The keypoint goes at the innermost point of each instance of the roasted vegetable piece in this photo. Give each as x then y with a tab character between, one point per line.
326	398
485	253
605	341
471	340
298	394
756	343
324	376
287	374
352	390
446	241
· · · · ·
Transcribe every entry exactly.

# Written reply:
The keypoint goes at the innermost point of each instance of the roasted vegetable piece in this photo. Give each as x then y with a tab character between, one point per line.
326	398
485	253
605	341
471	340
298	394
756	343
324	376
287	374
352	390
446	241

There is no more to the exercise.